• _YOUR TASK_
Which of the lines below mention the word "scattered"? Pull each one out.

(Source records)
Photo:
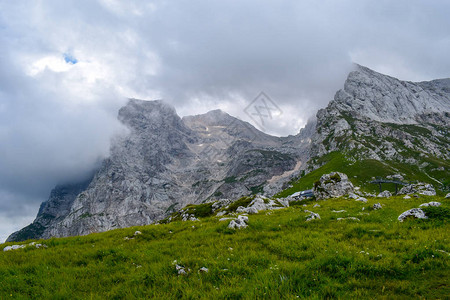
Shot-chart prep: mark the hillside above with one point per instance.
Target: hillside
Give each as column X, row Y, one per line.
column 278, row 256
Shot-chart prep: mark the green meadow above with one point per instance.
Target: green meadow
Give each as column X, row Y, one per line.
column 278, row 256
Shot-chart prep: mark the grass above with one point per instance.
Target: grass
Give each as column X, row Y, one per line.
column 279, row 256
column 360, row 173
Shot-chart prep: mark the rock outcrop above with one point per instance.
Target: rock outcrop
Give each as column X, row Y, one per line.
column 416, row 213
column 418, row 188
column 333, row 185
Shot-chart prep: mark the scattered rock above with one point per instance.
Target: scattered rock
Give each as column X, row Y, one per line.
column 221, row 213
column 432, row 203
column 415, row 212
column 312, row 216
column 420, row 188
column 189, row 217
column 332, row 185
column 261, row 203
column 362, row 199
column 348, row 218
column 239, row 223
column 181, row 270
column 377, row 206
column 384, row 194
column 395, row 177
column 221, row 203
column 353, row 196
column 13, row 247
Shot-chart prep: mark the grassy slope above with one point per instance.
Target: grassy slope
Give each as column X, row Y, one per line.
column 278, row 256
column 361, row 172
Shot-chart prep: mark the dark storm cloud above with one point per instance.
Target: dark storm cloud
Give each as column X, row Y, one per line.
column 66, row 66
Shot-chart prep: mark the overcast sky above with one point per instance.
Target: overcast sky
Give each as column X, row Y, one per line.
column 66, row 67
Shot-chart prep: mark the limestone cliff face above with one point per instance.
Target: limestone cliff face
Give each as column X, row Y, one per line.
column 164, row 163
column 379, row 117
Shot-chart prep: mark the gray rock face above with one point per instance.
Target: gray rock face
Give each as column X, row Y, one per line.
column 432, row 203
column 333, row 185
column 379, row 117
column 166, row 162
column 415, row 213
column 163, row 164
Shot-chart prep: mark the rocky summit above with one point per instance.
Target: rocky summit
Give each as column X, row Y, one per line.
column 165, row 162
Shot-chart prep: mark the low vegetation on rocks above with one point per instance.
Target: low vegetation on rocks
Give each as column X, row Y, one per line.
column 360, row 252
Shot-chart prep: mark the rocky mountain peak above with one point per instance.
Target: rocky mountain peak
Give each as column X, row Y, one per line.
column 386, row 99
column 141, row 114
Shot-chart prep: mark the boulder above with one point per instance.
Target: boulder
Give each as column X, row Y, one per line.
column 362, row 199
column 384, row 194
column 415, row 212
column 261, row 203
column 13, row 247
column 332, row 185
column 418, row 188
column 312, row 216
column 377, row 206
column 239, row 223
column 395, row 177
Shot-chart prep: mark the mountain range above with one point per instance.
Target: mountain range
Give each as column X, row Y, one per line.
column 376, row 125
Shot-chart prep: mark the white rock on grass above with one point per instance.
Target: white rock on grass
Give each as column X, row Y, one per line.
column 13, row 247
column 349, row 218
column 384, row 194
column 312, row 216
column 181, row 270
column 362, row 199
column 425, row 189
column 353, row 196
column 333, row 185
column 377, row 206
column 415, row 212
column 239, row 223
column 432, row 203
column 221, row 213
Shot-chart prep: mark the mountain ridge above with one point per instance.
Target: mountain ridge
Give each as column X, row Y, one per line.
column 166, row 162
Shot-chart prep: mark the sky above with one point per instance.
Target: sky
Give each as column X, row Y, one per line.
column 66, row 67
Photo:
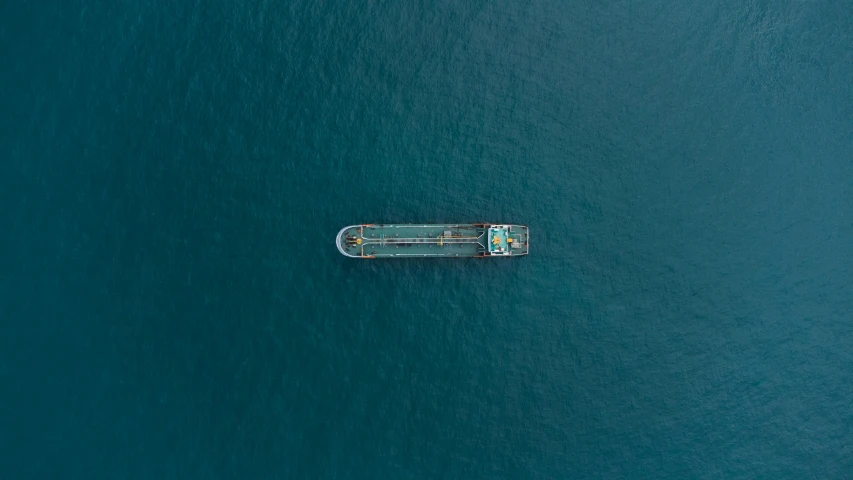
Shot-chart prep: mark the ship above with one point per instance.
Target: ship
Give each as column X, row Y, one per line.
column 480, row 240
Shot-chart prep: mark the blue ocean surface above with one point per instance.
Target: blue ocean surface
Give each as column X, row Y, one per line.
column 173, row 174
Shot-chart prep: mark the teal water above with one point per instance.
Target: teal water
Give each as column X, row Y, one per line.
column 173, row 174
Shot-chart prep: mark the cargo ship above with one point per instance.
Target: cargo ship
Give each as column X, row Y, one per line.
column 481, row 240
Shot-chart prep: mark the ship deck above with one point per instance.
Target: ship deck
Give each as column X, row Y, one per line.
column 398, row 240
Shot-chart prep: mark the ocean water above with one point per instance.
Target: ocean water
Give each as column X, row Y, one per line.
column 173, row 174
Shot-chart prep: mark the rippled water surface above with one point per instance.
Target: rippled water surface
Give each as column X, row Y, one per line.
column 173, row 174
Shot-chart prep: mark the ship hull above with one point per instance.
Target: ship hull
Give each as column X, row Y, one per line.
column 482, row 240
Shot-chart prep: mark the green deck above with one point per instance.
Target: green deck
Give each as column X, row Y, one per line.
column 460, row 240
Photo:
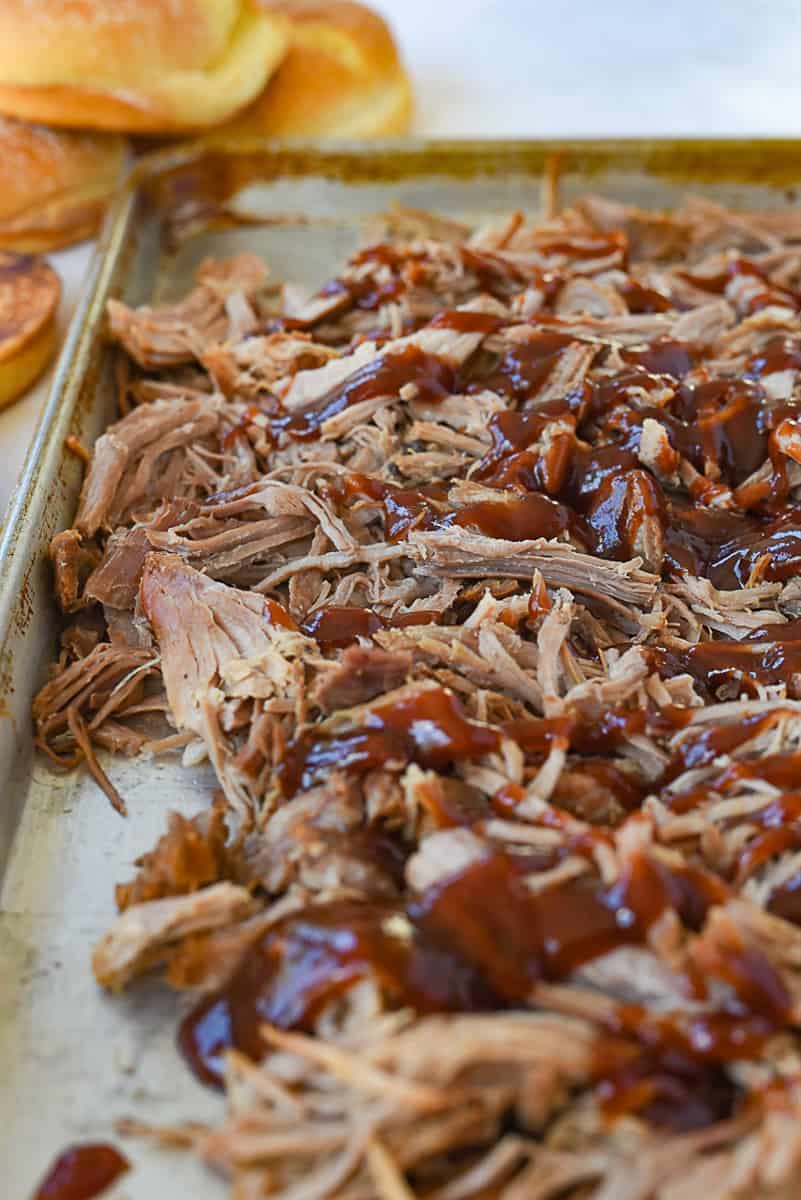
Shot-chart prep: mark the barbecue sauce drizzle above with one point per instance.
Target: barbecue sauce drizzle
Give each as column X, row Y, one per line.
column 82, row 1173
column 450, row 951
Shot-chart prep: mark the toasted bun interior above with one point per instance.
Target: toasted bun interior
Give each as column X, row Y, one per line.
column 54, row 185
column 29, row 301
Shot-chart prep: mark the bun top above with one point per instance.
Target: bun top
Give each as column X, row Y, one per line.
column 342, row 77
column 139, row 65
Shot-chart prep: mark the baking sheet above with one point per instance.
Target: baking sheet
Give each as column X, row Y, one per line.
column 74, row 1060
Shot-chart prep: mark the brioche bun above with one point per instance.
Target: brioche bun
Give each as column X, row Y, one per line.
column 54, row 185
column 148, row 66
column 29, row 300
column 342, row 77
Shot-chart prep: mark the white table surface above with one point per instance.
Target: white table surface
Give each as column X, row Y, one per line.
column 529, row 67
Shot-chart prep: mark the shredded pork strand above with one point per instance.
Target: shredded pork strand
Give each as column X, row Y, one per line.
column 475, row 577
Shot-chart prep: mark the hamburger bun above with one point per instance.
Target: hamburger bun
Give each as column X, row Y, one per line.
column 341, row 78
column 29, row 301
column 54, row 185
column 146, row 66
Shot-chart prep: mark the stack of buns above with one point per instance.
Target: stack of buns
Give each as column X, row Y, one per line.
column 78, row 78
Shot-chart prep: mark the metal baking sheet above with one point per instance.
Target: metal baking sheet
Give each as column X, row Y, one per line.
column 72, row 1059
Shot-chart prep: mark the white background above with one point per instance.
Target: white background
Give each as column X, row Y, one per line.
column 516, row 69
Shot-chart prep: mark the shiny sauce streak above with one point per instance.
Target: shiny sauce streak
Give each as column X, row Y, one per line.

• _RESPONSE BELOW_
Shot-chart prep: mark the scattered rock above with one point per instance.
Target: scattered rock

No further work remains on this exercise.